Exercise aim —
The data must be written out once more, precisely as given.

(begin)

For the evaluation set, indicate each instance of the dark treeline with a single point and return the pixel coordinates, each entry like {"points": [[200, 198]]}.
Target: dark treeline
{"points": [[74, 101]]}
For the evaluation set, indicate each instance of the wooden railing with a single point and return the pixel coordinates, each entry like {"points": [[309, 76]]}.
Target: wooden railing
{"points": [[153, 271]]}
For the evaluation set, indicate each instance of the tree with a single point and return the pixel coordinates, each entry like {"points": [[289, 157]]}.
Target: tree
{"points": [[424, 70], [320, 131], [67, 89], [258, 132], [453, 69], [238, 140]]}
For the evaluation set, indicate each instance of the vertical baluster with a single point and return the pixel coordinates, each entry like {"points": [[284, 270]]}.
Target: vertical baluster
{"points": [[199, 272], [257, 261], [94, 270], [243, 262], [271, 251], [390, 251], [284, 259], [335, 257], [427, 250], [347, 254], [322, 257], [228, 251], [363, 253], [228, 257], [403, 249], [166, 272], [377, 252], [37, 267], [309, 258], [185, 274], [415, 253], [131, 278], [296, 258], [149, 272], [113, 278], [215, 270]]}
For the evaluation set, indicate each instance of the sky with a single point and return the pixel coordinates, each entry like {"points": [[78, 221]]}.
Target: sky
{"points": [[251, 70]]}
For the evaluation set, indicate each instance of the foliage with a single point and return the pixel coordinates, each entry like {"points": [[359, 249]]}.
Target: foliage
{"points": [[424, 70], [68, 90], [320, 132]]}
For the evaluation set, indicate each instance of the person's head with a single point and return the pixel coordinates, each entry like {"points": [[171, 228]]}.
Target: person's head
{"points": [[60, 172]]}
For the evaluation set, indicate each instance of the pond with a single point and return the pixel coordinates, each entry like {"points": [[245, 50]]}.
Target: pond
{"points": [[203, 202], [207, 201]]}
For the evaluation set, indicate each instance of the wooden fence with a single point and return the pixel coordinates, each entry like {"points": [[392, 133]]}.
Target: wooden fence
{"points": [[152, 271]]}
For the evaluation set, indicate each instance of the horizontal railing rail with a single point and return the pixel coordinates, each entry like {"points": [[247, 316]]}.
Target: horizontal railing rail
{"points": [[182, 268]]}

(end)

The reply —
For the evaluation set, indicate each instance of the dark treeline with a single point and return the pixel coordinates, each entry like {"points": [[200, 198]]}.
Target: dark treeline
{"points": [[74, 101]]}
For the evaluation set, indicate each instance of the wooden railing with a single point and return the pixel coordinates, each entry like {"points": [[309, 76]]}.
Target: wooden railing
{"points": [[153, 271]]}
For the evaluation set, indicate each instance of the tree with a single point and return the pixel coordinates, each entry like {"points": [[289, 157]]}.
Target: tree
{"points": [[424, 70], [320, 131], [67, 89], [258, 132], [453, 69], [238, 140]]}
For the evaluation set, indicate each instance of the vertical baluster with a single point and return the pixel coordinates, each entry like {"points": [[284, 270]]}.
Target: vertical baluster
{"points": [[199, 272], [257, 261], [94, 270], [243, 262], [271, 251], [390, 251], [284, 259], [335, 257], [427, 250], [347, 254], [322, 257], [228, 251], [363, 253], [228, 257], [403, 249], [166, 272], [377, 252], [37, 267], [309, 258], [185, 274], [415, 253], [131, 278], [296, 258], [149, 272], [113, 278], [215, 270]]}
For the evaluation set, indicate each instance of the sky with a single point and return the pixel coordinates, each entry like {"points": [[78, 221]]}.
Target: sky
{"points": [[251, 70]]}
For the evaluation set, indicate each instance of the foliage with a single point and return the pixel coordinates, each entry like {"points": [[359, 249]]}.
Target: foliage
{"points": [[424, 70], [68, 90], [320, 132]]}
For the evaluation set, indicate each instance of the person's head with a single point and return the pixel coordinates, each entry like {"points": [[171, 228]]}.
Target: person's head
{"points": [[60, 172]]}
For the evaluation set, indicate each instance of the pond with a single point and return the pixel coordinates, each entry like {"points": [[245, 50]]}.
Target: pond
{"points": [[203, 202], [207, 201]]}
For the evaluation set, indicate each instance of the wooden fence with a single point and return the pixel coordinates, each entry like {"points": [[392, 133]]}.
Target: wooden fence
{"points": [[152, 271]]}
For the evaluation set, indicate each instance of the horizontal railing rail with a single point and return the pixel coordinates, each entry like {"points": [[247, 316]]}.
Target: horizontal railing rail
{"points": [[182, 268]]}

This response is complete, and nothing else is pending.